[[ Data supplied open ]]

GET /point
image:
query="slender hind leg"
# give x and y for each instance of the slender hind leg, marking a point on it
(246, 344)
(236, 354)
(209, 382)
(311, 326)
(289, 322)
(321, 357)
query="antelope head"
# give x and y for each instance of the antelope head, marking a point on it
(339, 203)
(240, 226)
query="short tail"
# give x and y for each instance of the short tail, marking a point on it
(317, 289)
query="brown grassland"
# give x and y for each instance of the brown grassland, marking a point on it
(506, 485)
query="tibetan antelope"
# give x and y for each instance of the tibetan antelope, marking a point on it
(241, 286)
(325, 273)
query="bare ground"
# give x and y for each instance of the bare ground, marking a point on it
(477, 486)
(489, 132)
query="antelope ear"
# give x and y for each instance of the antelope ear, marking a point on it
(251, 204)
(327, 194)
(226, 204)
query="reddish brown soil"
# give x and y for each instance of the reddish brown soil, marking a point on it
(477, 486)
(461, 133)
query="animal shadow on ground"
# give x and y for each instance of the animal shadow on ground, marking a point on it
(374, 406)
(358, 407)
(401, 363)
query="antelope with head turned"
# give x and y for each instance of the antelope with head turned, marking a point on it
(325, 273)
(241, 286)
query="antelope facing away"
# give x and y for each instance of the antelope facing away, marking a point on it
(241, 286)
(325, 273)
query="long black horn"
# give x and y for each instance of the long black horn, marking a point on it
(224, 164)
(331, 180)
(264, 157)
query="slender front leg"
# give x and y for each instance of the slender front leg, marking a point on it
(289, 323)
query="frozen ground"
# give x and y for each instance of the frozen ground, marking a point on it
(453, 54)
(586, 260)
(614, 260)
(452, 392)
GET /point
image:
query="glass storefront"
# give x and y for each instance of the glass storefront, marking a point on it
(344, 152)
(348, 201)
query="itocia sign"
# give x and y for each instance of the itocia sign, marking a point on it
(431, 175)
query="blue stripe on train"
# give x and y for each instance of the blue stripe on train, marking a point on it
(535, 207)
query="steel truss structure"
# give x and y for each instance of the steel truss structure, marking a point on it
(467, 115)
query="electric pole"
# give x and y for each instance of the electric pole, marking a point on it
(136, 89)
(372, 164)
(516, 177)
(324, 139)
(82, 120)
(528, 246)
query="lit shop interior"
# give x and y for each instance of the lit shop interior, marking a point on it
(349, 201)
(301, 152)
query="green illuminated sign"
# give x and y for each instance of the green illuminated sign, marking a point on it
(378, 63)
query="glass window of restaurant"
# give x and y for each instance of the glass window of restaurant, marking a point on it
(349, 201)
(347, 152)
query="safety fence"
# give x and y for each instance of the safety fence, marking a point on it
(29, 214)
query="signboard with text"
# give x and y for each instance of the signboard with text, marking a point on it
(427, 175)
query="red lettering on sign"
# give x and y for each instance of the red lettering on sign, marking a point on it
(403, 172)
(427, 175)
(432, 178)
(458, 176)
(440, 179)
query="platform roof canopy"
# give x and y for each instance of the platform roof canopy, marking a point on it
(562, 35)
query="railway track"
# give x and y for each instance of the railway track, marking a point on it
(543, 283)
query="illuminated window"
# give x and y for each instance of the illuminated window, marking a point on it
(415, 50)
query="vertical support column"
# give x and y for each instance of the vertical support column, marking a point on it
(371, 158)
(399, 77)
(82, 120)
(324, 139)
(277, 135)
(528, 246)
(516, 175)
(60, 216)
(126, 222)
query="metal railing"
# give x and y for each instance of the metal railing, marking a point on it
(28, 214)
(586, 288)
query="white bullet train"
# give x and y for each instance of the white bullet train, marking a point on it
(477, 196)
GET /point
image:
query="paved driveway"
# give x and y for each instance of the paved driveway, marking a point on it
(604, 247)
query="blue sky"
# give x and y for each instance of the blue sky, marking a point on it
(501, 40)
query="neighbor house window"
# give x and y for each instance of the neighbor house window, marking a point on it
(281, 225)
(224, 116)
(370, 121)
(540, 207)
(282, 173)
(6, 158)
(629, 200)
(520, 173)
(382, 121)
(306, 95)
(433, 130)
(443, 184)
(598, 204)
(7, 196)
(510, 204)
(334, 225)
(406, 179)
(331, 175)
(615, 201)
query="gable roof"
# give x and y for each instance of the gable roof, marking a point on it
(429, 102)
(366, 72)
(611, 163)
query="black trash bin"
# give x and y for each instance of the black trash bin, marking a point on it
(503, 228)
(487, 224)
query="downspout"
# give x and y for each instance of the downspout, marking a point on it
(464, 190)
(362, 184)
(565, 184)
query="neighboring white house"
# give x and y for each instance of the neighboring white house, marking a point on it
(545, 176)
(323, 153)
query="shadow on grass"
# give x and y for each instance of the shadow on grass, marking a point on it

[[ Data supplied closed ]]

■ Exercise ■
Output the material in full, exactly as it appears.

■ Reply ■
GET /point
image:
query="slender hind leg"
# give x and y for each instance of the slender hind leg, marking a point on it
(246, 344)
(236, 354)
(209, 382)
(311, 326)
(289, 322)
(321, 357)
query="antelope head"
# give x and y for each instance of the antelope head, marking a point on it
(339, 203)
(240, 226)
query="short tail"
# give x and y for each instance of the short tail, marking a point on it
(317, 289)
query="brown grassland"
# give x and y for each instance of the brown grassland, marking a point on it
(506, 485)
query="tibetan antelope"
# give x and y for each instance of the tibetan antelope, marking a point on it
(241, 286)
(325, 273)
query="bare ground"
# give x and y for each instance of the bare ground, marking a point on it
(477, 486)
(489, 132)
query="antelope ear"
# give x and y for each instance of the antelope ear, marking a point on it
(251, 204)
(327, 194)
(226, 204)
query="reddish brown soil"
# give x and y for each instance of the reddish brown soil, marking a point on it
(477, 486)
(461, 133)
query="animal shadow on ground"
# give x and y for each instance of the animal shadow on ground, marking a point on it
(374, 406)
(358, 407)
(401, 363)
query="antelope with head turned"
# give x and y for each instance of the antelope with head turned, marking a point on it
(325, 273)
(241, 286)
query="antelope facing away"
# give x and y for each instance of the antelope facing away, marking a point on it
(241, 286)
(325, 273)
query="long black horn"
# give x and y for each instance of the long black horn, marking a point on it
(224, 164)
(331, 180)
(264, 157)
query="slender front leg"
# give x and y for each instance of the slender front leg, marking a point on it
(289, 323)
query="frozen ground"
# give x and y for each instance of the frozen ground, marking a point on it
(453, 54)
(586, 260)
(614, 260)
(452, 392)
GET /point
image:
query="glass storefront"
# give x and y for each instance of the glass storefront, marking a point on it
(344, 152)
(348, 201)
query="itocia sign"
# give x and y for each instance of the itocia sign, marking a point on it
(431, 175)
query="blue stripe on train"
# give x and y for each instance of the blue stripe on train, marking a point on it
(535, 207)
query="steel truss structure"
# give x and y for each instance of the steel truss structure, marking a point on it
(467, 115)
query="electric pole"
# give x and y for each instance of the electric pole, marking a point on it
(136, 89)
(372, 164)
(516, 177)
(324, 139)
(82, 120)
(528, 246)
query="lit shop interior"
# give x and y for each instance of the lit shop interior, marking a point on it
(349, 201)
(301, 152)
query="green illuminated sign"
# give x and y for each instance of the green illuminated sign, marking a point on it
(378, 63)
query="glass window of restaurant"
# give x and y for each instance of the glass window of restaurant, marking a point on it
(349, 201)
(347, 152)
query="safety fence"
# give x and y for each instance of the safety fence, marking a point on it
(29, 214)
query="signboard with text"
# give x and y for each instance of the signboard with text, marking a point on it
(427, 175)
query="red lettering on sign"
# give x and y for each instance of the red lettering on sign, marking a point on it
(403, 172)
(427, 175)
(432, 178)
(458, 176)
(440, 179)
query="platform roof canopy"
# give x and y for each instance of the platform roof canopy, marking a point on it
(562, 35)
query="railway track"
# give x and y for each instance of the railway track, marking a point on it
(543, 283)
query="illuminated window"
# give x and y for each instance of the illuminated window, marking a point on it
(415, 50)
query="vertical support column"
# give x and y for each instance of the vertical support column, marking a point on it
(371, 158)
(399, 77)
(82, 120)
(324, 139)
(277, 135)
(528, 246)
(516, 175)
(60, 216)
(126, 222)
query="metal railing"
# give x and y for each instance of the metal railing, marking a point on it
(28, 214)
(586, 288)
query="white bullet train"
# give x and y for each instance of the white bullet train, marking a point on it
(477, 196)
GET /point
image:
query="paved driveway"
# give x and y for each instance of the paved driveway, marking a point on it
(604, 247)
query="blue sky"
# give x and y for each instance of the blue sky, marking a point on it
(501, 40)
query="neighbor house window"
# give x and y for each instance of the neighbor house window, marking a point on it
(281, 225)
(224, 116)
(370, 121)
(540, 207)
(282, 173)
(6, 158)
(629, 200)
(520, 173)
(382, 121)
(306, 95)
(433, 130)
(443, 184)
(598, 204)
(7, 196)
(510, 204)
(334, 225)
(406, 179)
(331, 175)
(615, 201)
query="gable roof"
# give x and y for each instance of the gable roof, marking a point on it
(429, 102)
(366, 72)
(611, 163)
query="black trash bin"
# give x and y for each instance of the black trash bin, marking a point on it
(503, 228)
(487, 224)
query="downspout"
# give x and y for each instance of the downspout, marking a point on it
(464, 190)
(362, 184)
(565, 184)
query="neighboring white house"
# give x and y for each instance of the neighboring white house, marking a point on it
(545, 176)
(323, 153)
query="shadow on grass"
# give x and y for each instance of the shadow on grass, marking a point on it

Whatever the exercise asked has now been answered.